Identify every line of the records that contains the word "chair" and copy each such line in full. Case counts.

+++ Material provided +++

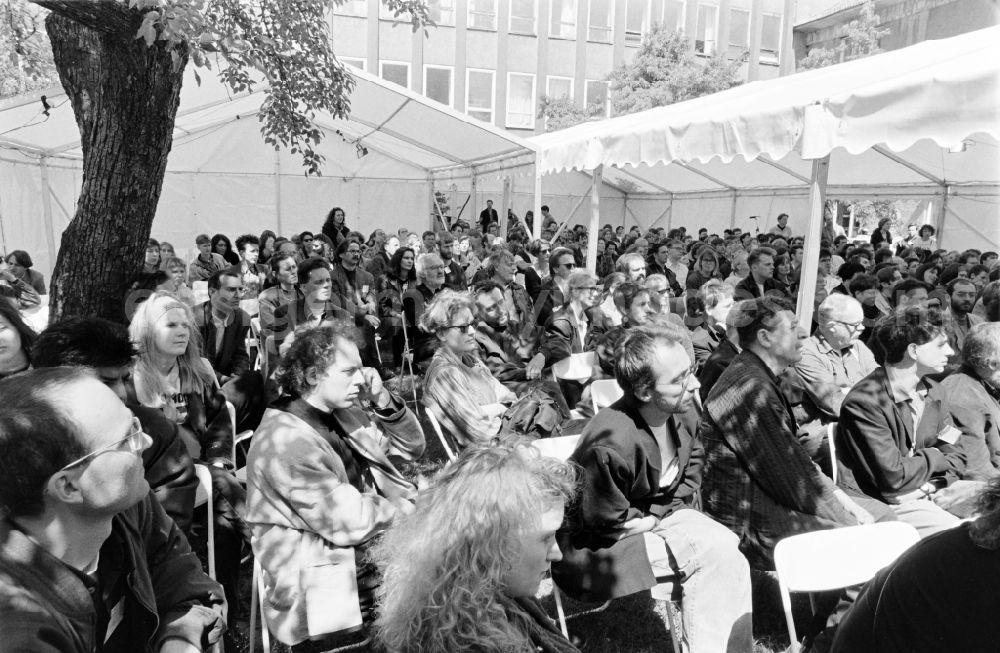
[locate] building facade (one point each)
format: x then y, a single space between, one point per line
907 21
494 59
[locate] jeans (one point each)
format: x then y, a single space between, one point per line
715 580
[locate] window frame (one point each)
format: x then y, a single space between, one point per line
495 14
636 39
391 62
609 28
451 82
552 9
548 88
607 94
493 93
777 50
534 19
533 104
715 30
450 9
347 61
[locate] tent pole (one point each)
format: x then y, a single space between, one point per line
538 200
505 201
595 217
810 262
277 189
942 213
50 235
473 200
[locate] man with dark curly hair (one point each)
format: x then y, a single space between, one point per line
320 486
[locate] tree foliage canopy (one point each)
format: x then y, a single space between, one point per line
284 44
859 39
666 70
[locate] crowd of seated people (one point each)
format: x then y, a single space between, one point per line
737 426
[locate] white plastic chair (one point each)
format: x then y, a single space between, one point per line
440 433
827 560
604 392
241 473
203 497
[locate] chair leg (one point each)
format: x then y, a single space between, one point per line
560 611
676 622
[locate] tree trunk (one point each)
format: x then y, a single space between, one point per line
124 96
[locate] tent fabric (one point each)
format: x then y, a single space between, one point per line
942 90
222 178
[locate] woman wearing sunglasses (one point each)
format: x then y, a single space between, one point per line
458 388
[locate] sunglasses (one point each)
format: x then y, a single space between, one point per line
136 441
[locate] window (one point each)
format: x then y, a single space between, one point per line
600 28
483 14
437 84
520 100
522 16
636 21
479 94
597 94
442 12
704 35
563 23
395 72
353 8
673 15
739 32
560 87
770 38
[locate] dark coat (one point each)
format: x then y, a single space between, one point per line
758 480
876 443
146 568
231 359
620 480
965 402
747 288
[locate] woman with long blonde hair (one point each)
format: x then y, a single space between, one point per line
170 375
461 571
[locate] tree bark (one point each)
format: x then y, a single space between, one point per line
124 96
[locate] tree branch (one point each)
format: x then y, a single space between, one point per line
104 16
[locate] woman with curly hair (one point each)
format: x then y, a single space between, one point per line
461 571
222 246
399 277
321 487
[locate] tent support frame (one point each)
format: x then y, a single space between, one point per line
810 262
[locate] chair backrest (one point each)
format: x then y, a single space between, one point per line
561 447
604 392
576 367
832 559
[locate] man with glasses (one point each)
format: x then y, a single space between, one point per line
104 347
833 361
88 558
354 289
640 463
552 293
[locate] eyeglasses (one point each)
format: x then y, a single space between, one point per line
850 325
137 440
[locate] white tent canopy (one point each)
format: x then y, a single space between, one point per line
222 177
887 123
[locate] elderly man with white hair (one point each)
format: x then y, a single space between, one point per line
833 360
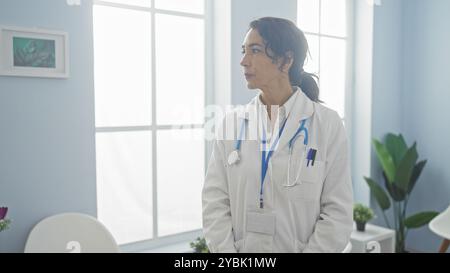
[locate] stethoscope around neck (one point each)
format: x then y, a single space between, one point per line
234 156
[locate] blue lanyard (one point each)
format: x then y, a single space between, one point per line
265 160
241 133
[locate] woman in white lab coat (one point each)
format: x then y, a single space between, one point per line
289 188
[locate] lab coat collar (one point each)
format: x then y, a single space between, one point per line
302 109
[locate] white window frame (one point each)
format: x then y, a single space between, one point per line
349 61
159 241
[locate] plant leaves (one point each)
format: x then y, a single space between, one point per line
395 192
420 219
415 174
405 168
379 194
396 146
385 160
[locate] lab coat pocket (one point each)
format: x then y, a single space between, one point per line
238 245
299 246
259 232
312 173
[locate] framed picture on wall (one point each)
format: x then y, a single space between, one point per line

+++
+++ Material provided +++

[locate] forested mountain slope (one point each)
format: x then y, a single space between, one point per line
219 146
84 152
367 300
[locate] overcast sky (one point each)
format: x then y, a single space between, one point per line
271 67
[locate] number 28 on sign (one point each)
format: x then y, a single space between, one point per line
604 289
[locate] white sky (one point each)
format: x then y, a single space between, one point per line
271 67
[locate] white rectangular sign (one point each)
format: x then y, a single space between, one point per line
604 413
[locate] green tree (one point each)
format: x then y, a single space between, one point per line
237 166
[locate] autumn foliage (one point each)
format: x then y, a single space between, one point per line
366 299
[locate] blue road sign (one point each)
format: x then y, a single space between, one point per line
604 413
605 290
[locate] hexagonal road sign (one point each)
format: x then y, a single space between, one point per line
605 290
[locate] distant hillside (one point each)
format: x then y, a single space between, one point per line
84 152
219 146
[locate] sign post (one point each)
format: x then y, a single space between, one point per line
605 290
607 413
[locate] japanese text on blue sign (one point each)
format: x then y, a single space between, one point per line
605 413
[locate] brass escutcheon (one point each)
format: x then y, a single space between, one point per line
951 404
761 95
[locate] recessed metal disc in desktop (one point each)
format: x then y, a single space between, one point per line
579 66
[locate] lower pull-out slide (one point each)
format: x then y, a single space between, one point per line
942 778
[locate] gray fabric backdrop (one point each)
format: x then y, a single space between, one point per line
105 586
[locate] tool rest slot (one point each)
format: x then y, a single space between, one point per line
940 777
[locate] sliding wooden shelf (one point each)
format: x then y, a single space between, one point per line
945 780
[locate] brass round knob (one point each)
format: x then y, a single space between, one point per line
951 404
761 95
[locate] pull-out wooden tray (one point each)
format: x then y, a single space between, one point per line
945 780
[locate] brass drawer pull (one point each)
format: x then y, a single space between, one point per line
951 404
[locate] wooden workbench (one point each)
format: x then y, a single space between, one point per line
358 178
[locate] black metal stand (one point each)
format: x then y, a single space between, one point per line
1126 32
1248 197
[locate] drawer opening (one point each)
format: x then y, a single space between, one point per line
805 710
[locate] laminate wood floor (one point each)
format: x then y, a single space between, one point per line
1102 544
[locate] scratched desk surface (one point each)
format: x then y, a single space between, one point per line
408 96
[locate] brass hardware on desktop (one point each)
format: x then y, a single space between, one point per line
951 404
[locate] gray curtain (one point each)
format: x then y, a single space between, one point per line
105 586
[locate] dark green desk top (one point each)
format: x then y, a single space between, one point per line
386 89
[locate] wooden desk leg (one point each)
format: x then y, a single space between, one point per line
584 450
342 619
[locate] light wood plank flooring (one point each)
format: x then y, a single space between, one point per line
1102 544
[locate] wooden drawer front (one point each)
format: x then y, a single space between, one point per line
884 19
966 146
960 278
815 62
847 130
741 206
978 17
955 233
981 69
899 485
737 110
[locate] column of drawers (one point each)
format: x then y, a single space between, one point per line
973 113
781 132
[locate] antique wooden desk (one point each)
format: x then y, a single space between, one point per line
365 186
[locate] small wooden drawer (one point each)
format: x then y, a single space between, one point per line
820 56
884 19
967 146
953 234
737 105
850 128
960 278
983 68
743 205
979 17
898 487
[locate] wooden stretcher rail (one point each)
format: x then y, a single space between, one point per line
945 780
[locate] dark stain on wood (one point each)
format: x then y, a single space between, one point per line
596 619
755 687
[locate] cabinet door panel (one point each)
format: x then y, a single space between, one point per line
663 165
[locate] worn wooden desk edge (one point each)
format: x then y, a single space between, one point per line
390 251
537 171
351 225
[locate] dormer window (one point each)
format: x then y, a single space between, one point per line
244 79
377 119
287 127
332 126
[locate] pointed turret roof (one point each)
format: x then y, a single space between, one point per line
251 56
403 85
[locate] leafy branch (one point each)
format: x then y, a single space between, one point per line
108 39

+++

• _Task answer_
[locate] white plastic chair (one point each)
[locate] chair leg (one point each)
[locate] chair backrest (one point each)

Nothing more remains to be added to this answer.